__Given request__: Rewrite the entire listing below as a numbered list, leaving out any blank lines.

[Location annotation dataset excerpts]
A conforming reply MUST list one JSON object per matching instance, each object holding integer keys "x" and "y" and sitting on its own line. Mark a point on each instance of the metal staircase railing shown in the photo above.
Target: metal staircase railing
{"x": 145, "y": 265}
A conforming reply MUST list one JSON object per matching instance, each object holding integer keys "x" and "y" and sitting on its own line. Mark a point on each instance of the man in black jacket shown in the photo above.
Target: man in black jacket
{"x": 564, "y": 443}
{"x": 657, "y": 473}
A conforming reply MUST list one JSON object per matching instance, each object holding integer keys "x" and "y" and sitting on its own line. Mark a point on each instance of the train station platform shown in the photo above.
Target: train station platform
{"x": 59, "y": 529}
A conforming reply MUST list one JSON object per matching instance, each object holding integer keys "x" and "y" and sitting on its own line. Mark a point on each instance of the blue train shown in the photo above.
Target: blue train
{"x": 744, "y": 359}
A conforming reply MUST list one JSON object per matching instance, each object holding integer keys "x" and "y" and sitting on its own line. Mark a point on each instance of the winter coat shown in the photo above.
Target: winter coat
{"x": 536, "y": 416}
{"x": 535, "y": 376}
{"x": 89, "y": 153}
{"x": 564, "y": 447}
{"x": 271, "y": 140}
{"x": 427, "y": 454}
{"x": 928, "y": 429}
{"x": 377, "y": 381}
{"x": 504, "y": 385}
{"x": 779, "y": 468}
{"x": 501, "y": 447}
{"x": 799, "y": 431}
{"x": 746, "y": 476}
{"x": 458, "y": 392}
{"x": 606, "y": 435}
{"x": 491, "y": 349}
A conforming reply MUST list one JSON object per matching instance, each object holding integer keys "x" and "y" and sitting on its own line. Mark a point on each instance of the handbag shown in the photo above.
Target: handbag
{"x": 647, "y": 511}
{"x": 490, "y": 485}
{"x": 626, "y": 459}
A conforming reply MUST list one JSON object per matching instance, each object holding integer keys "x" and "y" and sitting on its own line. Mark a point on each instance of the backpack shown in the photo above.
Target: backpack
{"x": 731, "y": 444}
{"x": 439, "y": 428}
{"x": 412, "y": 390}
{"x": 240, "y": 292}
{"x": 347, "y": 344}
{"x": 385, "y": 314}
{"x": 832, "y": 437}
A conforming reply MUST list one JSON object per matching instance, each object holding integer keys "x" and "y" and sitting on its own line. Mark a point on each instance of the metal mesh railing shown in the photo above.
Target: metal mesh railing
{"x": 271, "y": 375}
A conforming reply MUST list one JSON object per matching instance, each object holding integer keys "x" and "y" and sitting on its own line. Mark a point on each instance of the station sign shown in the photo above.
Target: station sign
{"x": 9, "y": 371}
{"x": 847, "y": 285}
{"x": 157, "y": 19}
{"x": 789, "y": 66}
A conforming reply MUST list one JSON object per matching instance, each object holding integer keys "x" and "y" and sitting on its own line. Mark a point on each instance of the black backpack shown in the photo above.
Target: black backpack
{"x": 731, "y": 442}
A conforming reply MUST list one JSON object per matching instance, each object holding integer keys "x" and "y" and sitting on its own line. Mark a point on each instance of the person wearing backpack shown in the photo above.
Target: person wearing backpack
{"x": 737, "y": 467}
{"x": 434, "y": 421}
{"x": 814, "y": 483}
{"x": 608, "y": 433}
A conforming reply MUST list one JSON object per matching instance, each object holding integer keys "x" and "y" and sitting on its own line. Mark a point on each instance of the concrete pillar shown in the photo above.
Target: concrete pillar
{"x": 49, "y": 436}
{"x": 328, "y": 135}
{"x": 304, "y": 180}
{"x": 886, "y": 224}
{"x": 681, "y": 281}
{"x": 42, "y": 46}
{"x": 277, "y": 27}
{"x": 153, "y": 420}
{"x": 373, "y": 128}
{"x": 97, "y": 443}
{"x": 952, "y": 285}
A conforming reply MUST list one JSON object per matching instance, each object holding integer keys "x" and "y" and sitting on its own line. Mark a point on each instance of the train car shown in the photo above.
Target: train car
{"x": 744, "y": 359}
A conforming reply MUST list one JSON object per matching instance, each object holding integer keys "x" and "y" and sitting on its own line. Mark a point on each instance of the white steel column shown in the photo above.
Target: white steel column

__Task response__:
1. A conforming reply MUST list one JSON object per matching instance, each object holding integer keys "x" and "y" and sitting on its own line. Mark a point on each instance of the metal staircase railing shown in the photo above.
2. Target: metal staircase railing
3. {"x": 145, "y": 265}
4. A conforming reply MUST list one JSON object per matching instance, each object holding integer keys "x" and "y" and sitting on its own line. Mark a point on each instance of the man in black jacket shown in the photo above.
5. Target: man in black jacket
6. {"x": 564, "y": 443}
7. {"x": 657, "y": 473}
8. A conforming reply MUST list one JSON object per matching instance, each object holding integer keys "x" and "y" and sitting on its own line. Mark a point on each instance of the train station platform shown in the photo above.
9. Target: train station platform
10. {"x": 59, "y": 529}
11. A conforming reply MUST list one JSON object per matching instance, each object holding integer keys "x" and "y" and sitting on its own line. Mark a point on each instance of the blue train shown in the photo above.
12. Target: blue train
13. {"x": 744, "y": 359}
14. A conforming reply MUST list one JSON object per matching instance, each object holding integer keys "x" and "y" and sitting on its own line. Mark a point on each instance of the winter coat shown in the photo above.
15. Target: winter coat
16. {"x": 536, "y": 416}
17. {"x": 535, "y": 376}
18. {"x": 89, "y": 153}
19. {"x": 564, "y": 447}
20. {"x": 271, "y": 140}
21. {"x": 427, "y": 454}
22. {"x": 928, "y": 429}
23. {"x": 377, "y": 381}
24. {"x": 504, "y": 385}
25. {"x": 779, "y": 468}
26. {"x": 501, "y": 447}
27. {"x": 799, "y": 431}
28. {"x": 746, "y": 476}
29. {"x": 458, "y": 392}
30. {"x": 606, "y": 435}
31. {"x": 491, "y": 349}
32. A conforming reply MUST list one JSON object per matching instance, each object holding integer keys "x" and "y" and sitting on its own line. Mark a point on each instance of the handbag shown in the photo above.
33. Target: handbag
34. {"x": 647, "y": 511}
35. {"x": 490, "y": 485}
36. {"x": 626, "y": 459}
37. A conforming reply MUST list one JSON object per matching instance, each object holding integer keys "x" and "y" and sitting on its own line. Mark a point on each instance of the backpack shown in the photo above.
38. Target: backpack
39. {"x": 731, "y": 444}
40. {"x": 439, "y": 428}
41. {"x": 412, "y": 390}
42. {"x": 240, "y": 292}
43. {"x": 347, "y": 344}
44. {"x": 385, "y": 314}
45. {"x": 832, "y": 437}
46. A conforming reply MUST list one JSON object per matching instance, each object holding integer keys "x" and "y" and sitting on its own line. Mark a point on each instance of the metal mesh railing shown in the photo above.
47. Target: metal mesh railing
48. {"x": 271, "y": 375}
49. A conforming reply MUST list one JSON object per matching instance, each object holding integer keys "x" and "y" and sitting on its own line. Mark a point on each instance of the station sign shown in the photo above.
50. Target: station sign
51. {"x": 9, "y": 371}
52. {"x": 847, "y": 285}
53. {"x": 157, "y": 19}
54. {"x": 789, "y": 66}
55. A conforming reply MUST list one JSON object per matching instance, each object holding integer keys "x" and "y" and sitting on its own line. Mark a point on each instance of the black backpack shown in the photo above.
56. Target: black backpack
57. {"x": 731, "y": 442}
58. A conforming reply MUST list one JSON object per matching instance, each object holding integer keys "x" and "y" and sitting on its own line. Mark a point on each instance of the person wearing backpack shown in the photo above.
59. Target: person wearing backpack
60. {"x": 737, "y": 467}
61. {"x": 434, "y": 421}
62. {"x": 814, "y": 483}
63. {"x": 608, "y": 433}
64. A conforming reply MUST list one JSON object per matching instance, each object holding integer keys "x" and "y" and sitting on its own line. Mark a point on each instance of the concrete pillar shown in the photo above.
65. Target: concrete pillar
66. {"x": 49, "y": 436}
67. {"x": 328, "y": 135}
68. {"x": 304, "y": 180}
69. {"x": 886, "y": 224}
70. {"x": 681, "y": 281}
71. {"x": 42, "y": 46}
72. {"x": 277, "y": 27}
73. {"x": 153, "y": 420}
74. {"x": 373, "y": 128}
75. {"x": 97, "y": 443}
76. {"x": 952, "y": 285}
77. A conforming reply MUST list one JSON object per matching instance, each object holding integer keys "x" and "y" and sitting on its own line. Mark a point on each instance of the train car shown in the photo above.
78. Target: train car
79. {"x": 744, "y": 359}
80. A conforming reply MUST list one JSON object per matching instance, each object holding integer keys "x" and "y" and sitting on its own line. Mark a point on each instance of the white steel column shown in the photo above.
81. Target: white steel column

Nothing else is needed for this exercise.